#### LISTED RECORDS
-------------------------

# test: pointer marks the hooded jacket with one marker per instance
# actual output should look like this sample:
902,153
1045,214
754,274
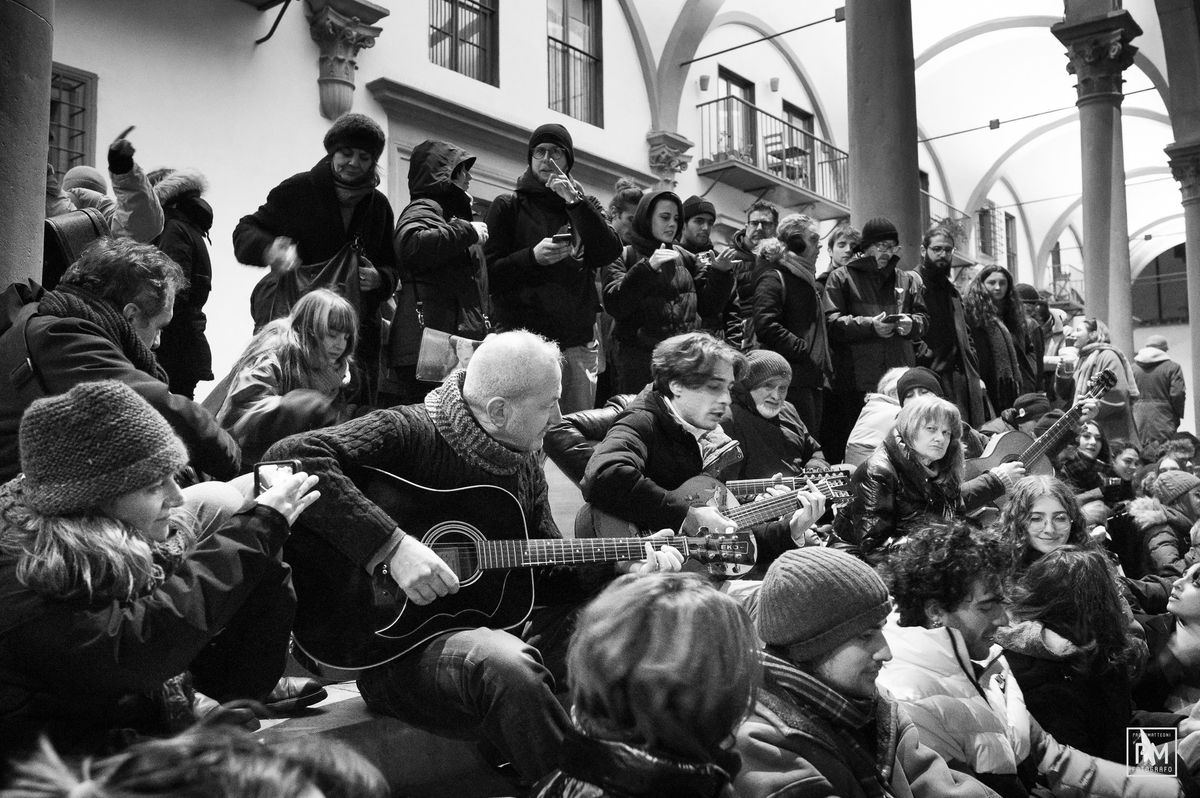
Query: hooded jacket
441,267
1159,408
856,294
184,349
651,305
557,300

-------------------------

#### WHAT IS BEING ASKED
Reproduce every line of the rows, including the requests and the sample points, and add 78 to each x and y coordinate in the answer points only. Omit the pictures from the output.

#### CORRECT RESULT
# test: pointer marks the hooded jacket with one marker per instance
# actual output should look like this sample:
902,153
1045,214
754,274
Query: hooded jacket
519,345
1237,486
934,372
262,427
729,383
635,378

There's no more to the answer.